── Excerpt
# Find $m$ and $n$ so that the given function has the range $[-3, 5]$

Find $m$ and $n$ real numbers so that $f(x) = \frac{3x^2 + mx + n}{x^2 + 1}$ takes all and only the values from the interval $[-3, 5]$.

I started by solving the following double inequality: $$-3 \leq \frac{3x^2 + mx + n}{x^2 + 1} \leq 5$$

From the left inequality I got $6x^2 + mx + n + 3 \geq 0$. The coefficient of $x^2$ is positive so the discriminant $\delta$ has to be less than or equal to $0$.

$\delta = m^2 - 24n - 72 \leq 0$

From the right inequality I got $2x^2 -mx + 5 - n \geq 0$. By using the same technique as the one used to solve the left inequality I got:

$\delta = m^2 - 40 + 8n \leq 0$

By combining these two resulted inequalities I got $m \leq 48$, that is $m \in [-4\sqrt3, 4\sqrt3]$.

Now I need to find the values of $m$ and $n$ so that $f$ is surjective, because it must take all the values in the given interval.

I don't know yet how to proceed, so I would appreciate any help from you guys!

Thank you!

• Just checking that you are expected to do this without any principles from calculus? Sep 30 '16 at 18:18
• Well, I found this exercise in a precalculus book, but I would appreciate any solution :) Sep 30 '16 at 18:21

Here's another way. Consider $\large y=\dfrac{3x^2+mx+n}{x^2+1}$. Rearranging, we have: $$x^2(y-3)+-mx+(y-n)=0$$ Now, since $x$ has to be real (since domain of $y$ is $\mathbb{R}$), so we see that: $$m^2 - 4(y-3)(y-n) \ge 0 \\ \implies 4y^2-4(n+3)y+12n-m^2 \le 0$$ Since $y$ is surjective, so the entire range of $y$ must be exactly $[-3,5]$, so our equation should be equivalent to $(y+3)(y-5)\le 0$, or: $$4y^2-8y-60 \le 0$$ So we just compare the coefficients to get the two equations: $$-4(n+3)=-8 \\ 12n-m^2= -60$$ Which gives: $$m=\pm 4\sqrt 3 \text{ and } n= -1$$

$\frac{3x^2 + mx + n}{x^2 + 1}$ reaching a maximum value of $5$ implies that $5(x^2+1)-3x^2+mx+n = 2x^2-mx-(n-5)$ has a double root. Similarly, $\frac{3x^2 + mx + n}{x^2 + 1}$ reaching a minimum value of $3$ implies that $3x^2+mx+n-(-3)(x^2+1) = 6x^2+mx+(n+3)$ has a double root. Quadratic expressions have a double root when their determinant $b^2-4ac = 0$, so we obtain the simultaneous equations

$$m^2+8(n-5) = 0$$

and

$$m^2-24(n+3) = 0$$

which yields $n = -1$ and $m = \pm 4\sqrt{3}$. From Desmos:

Background: A parabola graph of $f(x)=ax^2 + bx + c$ will have it's maximum/minimum value at its vertex, $x = -\frac b{2a}$.
────
**What this exercise asks**.
A: Answer each question about the thread on the range of f(x) in a few words:
(i) In what kind of book did the asker find the exercise?
(ii) What values of m and n do the two replies arrive at?
(iii) According to the closing background note, where does the graph of f(x) = ax² + bx + c reach its maximum or minimum value?
B: Which quadratic expressions in x, written in the standard form ax² + bx + c, does the thread on the range of f(x) say must be nonnegative or must have a double root? List them all.
C: Extend the thread on the range of f(x), picking up right after its final sentence about the vertex of a parabola.
── Data excerpts
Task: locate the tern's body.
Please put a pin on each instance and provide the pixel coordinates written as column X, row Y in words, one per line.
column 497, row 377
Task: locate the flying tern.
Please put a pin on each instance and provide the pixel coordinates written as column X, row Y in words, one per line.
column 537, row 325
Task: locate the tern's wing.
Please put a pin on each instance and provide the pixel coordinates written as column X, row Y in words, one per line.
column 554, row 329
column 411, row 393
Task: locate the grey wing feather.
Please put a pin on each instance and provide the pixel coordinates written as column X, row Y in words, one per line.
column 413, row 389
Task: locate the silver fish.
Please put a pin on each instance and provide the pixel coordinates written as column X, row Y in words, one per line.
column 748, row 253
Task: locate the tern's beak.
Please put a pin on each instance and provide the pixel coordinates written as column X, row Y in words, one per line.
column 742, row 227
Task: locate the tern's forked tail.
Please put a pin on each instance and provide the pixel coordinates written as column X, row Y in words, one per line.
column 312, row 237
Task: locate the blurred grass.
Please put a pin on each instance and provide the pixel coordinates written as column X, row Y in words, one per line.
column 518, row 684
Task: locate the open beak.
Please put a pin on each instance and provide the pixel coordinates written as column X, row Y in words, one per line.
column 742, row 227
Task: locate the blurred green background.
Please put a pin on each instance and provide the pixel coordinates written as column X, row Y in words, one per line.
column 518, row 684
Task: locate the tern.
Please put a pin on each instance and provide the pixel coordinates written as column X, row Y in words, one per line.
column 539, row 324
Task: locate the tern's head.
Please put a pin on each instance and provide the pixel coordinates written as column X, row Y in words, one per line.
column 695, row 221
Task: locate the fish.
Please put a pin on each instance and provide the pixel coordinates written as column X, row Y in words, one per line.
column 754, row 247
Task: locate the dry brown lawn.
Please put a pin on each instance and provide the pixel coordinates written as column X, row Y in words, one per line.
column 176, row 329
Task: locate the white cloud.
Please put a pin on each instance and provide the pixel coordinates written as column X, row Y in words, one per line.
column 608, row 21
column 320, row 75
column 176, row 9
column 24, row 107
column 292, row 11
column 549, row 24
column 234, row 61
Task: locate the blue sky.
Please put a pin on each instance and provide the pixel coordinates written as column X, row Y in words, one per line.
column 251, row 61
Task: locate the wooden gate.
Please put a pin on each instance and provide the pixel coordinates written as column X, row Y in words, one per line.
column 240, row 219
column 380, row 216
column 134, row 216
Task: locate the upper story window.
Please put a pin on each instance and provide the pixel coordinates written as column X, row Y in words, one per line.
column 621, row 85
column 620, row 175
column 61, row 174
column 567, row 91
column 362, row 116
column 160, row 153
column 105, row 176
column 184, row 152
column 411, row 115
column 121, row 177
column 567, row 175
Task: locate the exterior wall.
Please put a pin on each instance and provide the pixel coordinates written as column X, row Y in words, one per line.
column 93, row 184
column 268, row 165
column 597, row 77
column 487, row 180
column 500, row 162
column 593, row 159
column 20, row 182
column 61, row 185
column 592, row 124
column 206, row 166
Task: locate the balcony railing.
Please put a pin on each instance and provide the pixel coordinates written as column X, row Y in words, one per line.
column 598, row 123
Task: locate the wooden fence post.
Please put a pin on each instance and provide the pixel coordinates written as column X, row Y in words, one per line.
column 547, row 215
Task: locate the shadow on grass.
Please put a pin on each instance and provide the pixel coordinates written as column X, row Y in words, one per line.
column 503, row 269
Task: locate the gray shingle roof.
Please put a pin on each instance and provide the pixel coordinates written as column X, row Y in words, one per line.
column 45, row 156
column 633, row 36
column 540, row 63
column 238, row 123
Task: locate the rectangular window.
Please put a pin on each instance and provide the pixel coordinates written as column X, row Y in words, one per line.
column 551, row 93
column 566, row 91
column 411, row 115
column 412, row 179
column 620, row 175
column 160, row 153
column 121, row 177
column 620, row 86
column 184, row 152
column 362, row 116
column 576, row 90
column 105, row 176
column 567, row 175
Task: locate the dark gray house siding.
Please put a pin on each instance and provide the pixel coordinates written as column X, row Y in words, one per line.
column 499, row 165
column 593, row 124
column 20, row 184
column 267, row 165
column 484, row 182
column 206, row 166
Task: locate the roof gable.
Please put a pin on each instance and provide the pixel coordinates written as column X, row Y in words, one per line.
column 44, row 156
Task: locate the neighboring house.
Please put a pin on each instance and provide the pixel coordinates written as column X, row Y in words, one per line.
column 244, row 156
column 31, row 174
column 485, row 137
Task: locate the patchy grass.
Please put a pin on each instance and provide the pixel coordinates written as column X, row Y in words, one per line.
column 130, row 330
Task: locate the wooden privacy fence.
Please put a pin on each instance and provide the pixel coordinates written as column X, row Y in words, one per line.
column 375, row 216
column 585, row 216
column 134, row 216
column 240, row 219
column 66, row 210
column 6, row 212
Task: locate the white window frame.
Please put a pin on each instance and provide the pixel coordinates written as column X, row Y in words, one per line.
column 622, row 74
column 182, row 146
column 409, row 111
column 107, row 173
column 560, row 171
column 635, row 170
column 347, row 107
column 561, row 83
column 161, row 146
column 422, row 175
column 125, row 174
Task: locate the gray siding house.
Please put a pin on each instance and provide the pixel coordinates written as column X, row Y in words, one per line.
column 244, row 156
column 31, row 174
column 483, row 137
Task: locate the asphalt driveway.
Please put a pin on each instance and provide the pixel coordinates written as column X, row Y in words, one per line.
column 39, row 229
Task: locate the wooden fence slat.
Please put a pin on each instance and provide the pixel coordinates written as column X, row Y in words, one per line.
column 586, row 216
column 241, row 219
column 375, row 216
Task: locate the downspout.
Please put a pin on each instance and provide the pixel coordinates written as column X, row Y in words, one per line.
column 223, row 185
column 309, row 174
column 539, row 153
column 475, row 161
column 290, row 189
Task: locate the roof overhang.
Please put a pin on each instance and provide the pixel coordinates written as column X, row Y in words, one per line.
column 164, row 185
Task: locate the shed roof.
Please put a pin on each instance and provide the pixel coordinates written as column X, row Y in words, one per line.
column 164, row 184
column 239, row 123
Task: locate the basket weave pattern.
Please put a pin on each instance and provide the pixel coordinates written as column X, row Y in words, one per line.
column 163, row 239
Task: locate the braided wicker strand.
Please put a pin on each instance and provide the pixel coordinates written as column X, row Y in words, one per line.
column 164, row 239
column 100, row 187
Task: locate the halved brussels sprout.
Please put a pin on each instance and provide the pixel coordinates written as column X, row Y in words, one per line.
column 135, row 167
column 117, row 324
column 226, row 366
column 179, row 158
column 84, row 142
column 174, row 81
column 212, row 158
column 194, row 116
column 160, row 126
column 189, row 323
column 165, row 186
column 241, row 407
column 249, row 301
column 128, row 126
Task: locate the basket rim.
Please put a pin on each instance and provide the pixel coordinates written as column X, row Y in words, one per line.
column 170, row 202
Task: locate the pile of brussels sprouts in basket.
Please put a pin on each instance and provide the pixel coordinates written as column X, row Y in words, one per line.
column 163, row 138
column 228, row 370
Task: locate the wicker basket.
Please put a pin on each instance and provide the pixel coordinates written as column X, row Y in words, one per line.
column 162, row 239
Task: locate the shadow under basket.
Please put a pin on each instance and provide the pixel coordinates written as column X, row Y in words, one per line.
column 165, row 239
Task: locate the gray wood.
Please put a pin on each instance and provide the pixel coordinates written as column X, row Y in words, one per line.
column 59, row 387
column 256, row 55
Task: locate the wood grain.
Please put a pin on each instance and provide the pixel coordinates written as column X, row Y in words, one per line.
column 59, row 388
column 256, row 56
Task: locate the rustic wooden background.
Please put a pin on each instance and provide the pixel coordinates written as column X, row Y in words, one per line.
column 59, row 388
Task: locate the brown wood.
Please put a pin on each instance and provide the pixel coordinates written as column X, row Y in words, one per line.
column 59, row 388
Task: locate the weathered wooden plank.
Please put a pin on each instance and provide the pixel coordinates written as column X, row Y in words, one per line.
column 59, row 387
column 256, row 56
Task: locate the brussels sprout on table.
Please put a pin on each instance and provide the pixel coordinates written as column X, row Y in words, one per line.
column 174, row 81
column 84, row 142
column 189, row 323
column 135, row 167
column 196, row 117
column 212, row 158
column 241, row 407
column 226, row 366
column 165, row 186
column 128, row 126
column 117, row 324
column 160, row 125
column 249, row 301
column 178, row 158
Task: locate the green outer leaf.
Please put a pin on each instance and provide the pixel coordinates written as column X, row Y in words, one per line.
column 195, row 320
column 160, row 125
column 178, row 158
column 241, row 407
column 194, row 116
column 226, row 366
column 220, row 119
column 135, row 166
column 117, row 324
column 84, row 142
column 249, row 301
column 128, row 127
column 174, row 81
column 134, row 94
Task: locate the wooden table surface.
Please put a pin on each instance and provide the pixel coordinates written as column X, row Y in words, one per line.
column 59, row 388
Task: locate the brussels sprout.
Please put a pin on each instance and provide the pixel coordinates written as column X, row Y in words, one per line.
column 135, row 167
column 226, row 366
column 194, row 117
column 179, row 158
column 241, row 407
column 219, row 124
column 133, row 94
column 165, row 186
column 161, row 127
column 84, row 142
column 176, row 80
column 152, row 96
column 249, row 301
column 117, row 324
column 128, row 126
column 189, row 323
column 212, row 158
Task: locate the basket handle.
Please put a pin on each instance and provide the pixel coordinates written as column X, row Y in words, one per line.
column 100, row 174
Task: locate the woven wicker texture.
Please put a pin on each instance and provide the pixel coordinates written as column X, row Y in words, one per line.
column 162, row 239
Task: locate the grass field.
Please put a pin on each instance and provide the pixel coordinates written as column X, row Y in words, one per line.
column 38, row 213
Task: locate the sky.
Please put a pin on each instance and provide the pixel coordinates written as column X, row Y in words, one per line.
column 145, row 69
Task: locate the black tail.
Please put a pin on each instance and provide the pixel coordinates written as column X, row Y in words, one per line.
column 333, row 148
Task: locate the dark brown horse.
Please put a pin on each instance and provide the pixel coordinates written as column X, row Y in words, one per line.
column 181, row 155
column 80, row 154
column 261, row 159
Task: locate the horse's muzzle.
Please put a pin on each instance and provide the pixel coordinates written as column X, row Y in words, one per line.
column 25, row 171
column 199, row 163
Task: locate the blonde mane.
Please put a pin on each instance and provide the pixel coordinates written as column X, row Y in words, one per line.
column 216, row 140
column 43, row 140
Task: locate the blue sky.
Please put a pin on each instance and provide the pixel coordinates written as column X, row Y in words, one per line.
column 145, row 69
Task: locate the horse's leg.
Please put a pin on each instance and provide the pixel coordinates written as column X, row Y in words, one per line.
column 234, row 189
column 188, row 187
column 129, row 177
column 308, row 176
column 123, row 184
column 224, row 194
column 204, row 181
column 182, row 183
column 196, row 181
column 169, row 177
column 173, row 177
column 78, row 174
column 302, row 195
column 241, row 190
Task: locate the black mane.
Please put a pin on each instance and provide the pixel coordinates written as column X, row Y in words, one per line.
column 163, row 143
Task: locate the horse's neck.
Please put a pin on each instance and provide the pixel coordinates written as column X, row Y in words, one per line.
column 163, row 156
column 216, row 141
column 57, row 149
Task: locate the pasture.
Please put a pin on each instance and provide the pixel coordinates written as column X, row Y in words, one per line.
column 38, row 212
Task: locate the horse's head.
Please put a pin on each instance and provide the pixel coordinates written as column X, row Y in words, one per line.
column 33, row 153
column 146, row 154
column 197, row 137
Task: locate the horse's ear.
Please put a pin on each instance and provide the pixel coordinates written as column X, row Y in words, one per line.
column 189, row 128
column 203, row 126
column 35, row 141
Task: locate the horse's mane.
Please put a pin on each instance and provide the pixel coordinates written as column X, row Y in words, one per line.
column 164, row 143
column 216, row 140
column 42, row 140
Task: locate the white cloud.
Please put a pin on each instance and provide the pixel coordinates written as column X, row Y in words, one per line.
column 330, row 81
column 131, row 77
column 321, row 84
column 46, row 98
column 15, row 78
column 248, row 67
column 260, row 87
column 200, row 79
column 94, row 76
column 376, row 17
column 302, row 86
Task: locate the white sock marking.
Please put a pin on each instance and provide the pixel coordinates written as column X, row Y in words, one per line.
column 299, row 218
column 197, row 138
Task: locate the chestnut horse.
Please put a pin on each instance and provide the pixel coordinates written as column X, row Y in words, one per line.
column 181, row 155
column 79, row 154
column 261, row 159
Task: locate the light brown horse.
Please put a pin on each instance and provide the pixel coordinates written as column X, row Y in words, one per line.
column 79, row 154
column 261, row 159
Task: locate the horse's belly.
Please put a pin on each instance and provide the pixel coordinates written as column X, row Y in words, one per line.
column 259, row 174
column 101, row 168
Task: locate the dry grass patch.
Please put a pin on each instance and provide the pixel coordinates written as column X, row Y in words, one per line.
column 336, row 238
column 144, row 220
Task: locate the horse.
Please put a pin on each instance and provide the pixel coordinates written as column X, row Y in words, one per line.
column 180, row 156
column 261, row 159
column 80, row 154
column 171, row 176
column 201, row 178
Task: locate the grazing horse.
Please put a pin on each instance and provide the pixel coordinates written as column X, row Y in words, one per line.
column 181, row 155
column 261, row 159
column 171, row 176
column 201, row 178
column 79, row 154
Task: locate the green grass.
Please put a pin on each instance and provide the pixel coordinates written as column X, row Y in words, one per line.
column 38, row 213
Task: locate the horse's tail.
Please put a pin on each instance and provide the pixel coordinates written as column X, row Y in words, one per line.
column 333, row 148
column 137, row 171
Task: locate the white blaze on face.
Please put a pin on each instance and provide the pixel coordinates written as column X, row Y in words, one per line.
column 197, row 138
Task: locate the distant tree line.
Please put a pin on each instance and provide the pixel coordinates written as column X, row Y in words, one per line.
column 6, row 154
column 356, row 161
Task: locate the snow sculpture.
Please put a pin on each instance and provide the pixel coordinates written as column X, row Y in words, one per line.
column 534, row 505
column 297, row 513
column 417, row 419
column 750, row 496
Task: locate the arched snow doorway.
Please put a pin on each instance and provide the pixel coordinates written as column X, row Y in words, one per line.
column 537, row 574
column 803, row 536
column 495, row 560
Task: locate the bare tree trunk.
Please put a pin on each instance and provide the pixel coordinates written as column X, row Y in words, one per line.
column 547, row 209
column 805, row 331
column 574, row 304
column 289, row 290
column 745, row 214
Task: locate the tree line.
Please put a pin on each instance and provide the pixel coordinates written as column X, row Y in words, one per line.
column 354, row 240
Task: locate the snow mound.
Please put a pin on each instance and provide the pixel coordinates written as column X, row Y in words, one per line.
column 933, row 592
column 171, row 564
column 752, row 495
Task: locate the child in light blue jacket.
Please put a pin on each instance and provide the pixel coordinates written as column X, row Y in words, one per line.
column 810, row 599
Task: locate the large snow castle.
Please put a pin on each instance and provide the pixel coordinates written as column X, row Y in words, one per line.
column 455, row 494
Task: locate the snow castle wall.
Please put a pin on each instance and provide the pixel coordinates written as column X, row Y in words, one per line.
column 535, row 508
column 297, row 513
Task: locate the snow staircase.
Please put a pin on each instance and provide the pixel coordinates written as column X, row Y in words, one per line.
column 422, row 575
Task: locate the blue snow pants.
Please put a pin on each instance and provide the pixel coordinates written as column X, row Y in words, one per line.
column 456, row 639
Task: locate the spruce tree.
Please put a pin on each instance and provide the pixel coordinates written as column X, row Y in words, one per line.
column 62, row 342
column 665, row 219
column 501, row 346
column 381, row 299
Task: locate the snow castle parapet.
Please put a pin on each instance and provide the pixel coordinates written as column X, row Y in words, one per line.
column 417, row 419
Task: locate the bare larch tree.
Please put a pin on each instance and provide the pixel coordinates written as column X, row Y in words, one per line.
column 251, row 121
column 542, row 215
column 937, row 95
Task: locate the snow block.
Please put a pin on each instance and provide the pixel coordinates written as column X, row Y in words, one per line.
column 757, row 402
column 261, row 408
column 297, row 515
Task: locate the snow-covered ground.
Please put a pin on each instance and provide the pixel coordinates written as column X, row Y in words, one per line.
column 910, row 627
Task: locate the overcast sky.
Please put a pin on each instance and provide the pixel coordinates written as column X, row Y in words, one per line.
────
**Answers by task**.
A:
(i) A precalculus book.
(ii) m = ±4√3 and n = −1.
(iii) At its vertex, x = −b/(2a).

B:
6x² + mx + n + 3
2x² − mx + 5 − n
2x² − mx − (n − 5)
6x² + mx + (n + 3)

C:
Review: because $f(x) = a(x + \frac b{2a})^2 - a(\frac b{2a})^2 +c$. As $(x + \frac b{2a})^2 \ge 0$ with equality holding only if $x = - \frac b{2a}$, $f(x)$ achieves it's max min value of $- \frac {b^2}{4a}+c$ and $x =- \frac b{2a}$.

$-3 \leq \frac{3x^2 + mx + n}{x^2 + 1} \leq 5$

(and achieves points where equality holds; for the rest of this post, if I write $F(x) \ge a$ I'm going to take it to mean both $F(x) \ge a$ and there exists some (at least one) $y$ so that $F(y) = a$.)

so $-3x^2 - 3 \le 3x^2 + mx + n$

so $0 \le 6x^2 + mx + n+3$

So $6x^2 + mx + (n+3)$ acheives its minimum at $x = -\frac {m}{12}$ and the minimum value is $-\frac{m^2}{24} + n + 3 = 0$

Also

$-3 \leq \frac{3x^2 + mx + n}{x^2 + 1} \leq 5$

so $3x^2 + mx + n \le 5x^2 + 5$

so $0 \le 2x^2 - mx - n+5$

So $2x^2 - mx - n+5$ acheives its minimum at $x = \frac {m}{4}$ and the minimum value is $-\frac{m^2}{8} - n + 5 = 0$

So it becomes a matter of solving for $m,n$ where $-\frac{m^2}{8} - n + 5 = 0$ and $-\frac{m^2}{24} + n + 3 = 0$

So $n= 5 - \frac{m^2}{8} = \frac{m^2}{24} - 3$

$\frac{m^2}{24}+\frac{m^2}{8}=8$

$4m^2 = 8*24$

$m = \pm \sqrt{48} = \pm4\sqrt{3}$

$n = 5 - 6 = 2 - 3 = - 1$

Thank's to FreezingFire for pointing out the type that led to a numerically incorrect result.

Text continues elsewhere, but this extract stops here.